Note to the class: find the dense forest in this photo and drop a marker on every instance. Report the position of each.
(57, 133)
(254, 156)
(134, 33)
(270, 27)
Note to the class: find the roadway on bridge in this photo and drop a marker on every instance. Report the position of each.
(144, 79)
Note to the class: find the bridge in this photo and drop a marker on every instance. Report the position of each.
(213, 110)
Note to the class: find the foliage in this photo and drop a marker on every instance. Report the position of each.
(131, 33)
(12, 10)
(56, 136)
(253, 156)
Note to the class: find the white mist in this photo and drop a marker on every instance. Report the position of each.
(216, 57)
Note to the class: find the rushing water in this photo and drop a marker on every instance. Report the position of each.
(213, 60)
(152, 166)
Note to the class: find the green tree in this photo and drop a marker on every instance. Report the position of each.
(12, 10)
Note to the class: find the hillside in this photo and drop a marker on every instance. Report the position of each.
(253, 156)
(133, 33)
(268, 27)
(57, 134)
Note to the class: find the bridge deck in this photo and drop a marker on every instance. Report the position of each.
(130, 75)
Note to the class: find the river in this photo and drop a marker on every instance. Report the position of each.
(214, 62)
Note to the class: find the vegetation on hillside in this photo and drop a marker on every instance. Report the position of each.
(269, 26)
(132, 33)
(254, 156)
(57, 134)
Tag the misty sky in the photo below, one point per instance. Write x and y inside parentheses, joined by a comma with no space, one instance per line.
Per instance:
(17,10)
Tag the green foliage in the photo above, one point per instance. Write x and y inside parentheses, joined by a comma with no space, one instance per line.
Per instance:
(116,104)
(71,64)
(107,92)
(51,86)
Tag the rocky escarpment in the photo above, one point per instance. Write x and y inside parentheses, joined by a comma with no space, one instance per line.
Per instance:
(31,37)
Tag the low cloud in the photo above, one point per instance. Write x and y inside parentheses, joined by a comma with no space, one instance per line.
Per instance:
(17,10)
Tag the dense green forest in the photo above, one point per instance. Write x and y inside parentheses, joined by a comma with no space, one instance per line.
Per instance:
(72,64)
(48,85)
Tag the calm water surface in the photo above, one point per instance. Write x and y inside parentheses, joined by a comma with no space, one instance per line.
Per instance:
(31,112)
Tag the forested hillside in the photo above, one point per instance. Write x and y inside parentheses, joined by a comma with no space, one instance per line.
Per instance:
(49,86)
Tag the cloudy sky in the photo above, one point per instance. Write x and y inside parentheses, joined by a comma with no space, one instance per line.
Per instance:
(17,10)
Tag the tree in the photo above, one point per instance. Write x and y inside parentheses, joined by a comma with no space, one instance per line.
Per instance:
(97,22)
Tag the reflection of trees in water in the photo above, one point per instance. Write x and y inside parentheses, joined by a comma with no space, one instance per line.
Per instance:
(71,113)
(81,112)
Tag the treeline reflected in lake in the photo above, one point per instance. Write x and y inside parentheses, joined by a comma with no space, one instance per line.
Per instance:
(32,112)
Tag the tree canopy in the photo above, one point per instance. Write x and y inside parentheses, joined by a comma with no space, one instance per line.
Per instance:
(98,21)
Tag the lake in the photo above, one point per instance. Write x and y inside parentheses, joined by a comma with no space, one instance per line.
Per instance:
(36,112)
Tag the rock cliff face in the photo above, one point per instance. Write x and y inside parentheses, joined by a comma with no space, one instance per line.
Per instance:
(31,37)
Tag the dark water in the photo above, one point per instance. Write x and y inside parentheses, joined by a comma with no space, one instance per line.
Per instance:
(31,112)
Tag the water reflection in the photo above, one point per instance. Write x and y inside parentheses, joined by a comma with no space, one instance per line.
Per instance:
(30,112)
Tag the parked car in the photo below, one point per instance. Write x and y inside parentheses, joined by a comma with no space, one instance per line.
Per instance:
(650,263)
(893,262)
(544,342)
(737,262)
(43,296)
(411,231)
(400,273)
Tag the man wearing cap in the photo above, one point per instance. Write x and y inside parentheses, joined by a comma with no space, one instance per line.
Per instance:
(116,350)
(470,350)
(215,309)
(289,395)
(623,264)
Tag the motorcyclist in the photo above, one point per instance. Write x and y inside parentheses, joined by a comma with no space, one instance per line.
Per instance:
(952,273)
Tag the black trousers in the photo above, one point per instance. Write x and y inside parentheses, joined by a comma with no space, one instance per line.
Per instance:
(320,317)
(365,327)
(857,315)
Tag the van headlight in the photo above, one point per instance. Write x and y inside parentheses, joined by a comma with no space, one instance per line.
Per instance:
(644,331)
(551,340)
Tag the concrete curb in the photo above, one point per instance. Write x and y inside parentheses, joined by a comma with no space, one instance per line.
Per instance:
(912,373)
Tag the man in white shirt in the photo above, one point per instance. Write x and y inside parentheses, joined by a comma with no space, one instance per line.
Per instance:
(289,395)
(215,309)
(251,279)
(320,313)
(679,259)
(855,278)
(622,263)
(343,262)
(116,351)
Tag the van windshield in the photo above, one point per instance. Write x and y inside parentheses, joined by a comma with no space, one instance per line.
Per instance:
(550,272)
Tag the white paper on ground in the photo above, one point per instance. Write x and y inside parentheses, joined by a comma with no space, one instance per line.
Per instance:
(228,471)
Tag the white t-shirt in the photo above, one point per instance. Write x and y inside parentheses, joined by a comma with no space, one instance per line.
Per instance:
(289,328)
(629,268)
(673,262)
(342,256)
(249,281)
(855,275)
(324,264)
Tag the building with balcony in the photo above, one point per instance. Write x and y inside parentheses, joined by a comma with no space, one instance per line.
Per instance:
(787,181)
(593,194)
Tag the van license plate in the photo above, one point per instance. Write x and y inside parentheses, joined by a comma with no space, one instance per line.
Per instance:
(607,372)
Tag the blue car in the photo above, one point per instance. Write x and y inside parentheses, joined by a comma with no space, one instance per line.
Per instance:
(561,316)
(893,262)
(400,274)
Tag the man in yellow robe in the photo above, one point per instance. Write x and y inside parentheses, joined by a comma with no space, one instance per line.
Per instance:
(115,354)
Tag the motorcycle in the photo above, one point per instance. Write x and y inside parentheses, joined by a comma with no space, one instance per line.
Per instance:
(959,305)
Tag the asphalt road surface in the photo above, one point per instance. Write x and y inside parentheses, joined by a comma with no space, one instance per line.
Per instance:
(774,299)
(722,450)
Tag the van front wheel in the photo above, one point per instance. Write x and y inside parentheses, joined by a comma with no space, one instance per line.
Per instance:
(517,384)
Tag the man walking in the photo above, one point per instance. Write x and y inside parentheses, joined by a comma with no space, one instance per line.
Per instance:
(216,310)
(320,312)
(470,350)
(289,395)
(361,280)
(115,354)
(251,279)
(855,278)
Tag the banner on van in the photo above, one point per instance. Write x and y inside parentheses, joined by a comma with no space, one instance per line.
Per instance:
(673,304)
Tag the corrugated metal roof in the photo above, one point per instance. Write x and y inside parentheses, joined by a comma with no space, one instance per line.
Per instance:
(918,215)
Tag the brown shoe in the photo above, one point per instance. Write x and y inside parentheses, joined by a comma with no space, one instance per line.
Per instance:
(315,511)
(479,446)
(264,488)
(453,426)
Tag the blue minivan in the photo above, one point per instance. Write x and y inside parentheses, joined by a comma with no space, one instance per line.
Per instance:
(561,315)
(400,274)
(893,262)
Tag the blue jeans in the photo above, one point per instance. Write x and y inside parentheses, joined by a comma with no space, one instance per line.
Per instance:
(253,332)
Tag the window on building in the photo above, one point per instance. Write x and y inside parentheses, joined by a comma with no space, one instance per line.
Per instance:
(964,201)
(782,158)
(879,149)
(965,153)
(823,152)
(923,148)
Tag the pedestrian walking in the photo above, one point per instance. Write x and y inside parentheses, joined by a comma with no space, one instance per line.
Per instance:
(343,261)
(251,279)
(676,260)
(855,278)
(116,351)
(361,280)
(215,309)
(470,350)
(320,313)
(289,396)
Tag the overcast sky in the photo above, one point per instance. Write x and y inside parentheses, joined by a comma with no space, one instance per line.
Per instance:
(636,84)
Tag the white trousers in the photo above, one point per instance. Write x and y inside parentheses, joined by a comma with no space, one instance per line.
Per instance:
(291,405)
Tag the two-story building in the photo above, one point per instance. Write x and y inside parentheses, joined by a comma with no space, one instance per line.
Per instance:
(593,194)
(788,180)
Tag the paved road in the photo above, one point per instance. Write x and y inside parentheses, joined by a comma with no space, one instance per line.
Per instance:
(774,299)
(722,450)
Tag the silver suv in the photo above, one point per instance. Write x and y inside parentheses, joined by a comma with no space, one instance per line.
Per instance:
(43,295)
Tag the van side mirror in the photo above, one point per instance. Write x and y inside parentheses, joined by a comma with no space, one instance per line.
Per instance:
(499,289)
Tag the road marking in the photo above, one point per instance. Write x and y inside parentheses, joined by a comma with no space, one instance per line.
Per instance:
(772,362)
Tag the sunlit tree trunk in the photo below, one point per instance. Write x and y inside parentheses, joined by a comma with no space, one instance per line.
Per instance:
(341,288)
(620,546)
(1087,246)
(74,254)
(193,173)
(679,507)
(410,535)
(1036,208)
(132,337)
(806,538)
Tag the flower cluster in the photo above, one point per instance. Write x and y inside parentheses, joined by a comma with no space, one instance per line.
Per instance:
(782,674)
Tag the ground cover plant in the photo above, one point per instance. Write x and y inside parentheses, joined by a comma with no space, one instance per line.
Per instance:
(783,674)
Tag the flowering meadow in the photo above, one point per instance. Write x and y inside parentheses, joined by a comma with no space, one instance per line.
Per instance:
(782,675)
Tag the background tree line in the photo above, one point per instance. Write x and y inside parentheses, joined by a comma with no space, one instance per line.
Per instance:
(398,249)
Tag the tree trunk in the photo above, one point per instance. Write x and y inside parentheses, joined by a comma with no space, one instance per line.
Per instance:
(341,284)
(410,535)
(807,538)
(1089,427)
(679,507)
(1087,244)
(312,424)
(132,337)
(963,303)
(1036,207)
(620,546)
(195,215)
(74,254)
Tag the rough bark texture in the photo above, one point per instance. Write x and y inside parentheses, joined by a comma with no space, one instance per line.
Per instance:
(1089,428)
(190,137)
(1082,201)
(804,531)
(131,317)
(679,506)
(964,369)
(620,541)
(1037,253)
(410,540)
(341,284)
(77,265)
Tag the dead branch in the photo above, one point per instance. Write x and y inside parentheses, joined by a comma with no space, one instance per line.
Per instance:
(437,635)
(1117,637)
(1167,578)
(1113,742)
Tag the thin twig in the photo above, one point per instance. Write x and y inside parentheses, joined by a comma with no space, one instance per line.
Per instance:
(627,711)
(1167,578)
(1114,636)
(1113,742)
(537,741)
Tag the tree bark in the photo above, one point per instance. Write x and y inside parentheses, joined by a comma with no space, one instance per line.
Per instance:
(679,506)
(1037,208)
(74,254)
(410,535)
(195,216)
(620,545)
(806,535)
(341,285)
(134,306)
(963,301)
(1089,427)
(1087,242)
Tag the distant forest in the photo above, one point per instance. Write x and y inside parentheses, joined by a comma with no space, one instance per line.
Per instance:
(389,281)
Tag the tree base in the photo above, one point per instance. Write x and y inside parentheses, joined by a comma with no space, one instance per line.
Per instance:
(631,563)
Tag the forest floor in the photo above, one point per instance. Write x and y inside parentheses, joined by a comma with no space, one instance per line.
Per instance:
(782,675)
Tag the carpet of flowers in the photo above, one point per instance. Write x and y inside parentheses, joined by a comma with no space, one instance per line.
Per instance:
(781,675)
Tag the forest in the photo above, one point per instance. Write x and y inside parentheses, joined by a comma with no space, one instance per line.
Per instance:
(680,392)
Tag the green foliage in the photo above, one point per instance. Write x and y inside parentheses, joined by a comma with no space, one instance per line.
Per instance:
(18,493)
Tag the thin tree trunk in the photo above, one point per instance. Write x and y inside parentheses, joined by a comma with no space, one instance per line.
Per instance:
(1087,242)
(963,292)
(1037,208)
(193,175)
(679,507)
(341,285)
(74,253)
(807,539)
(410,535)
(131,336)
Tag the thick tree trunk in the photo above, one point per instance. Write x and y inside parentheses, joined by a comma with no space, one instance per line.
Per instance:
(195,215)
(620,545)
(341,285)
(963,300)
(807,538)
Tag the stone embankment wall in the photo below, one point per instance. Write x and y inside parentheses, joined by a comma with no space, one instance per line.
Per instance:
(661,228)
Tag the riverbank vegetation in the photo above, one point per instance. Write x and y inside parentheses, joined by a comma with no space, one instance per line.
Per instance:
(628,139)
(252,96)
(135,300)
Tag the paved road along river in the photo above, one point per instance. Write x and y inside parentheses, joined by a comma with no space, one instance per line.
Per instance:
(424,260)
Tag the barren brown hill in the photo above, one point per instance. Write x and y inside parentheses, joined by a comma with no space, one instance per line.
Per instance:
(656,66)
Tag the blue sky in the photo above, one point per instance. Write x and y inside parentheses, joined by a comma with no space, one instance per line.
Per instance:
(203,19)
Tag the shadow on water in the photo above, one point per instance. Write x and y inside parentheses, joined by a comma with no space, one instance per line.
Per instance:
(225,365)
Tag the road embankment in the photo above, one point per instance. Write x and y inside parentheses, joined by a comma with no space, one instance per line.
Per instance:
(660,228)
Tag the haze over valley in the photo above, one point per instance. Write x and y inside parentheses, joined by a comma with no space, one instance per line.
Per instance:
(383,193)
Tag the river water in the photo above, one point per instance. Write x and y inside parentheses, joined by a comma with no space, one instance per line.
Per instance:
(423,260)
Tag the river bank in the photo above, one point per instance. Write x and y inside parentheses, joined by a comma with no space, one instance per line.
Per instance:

◆ **WORK REQUEST**
Please return each line of the data above in which the word "walking" occurs.

◆ **OUTPUT OF THE EXERCISE**
Tag the man walking in the photo above, one point per instance. Write x and y inside parentheses, joined by a comma with no space, one instance per line.
Tag the pedestrian walking in the photo above, one point per instance. Write x and y inside parentheses, joined by a comma with no space, one instance per line.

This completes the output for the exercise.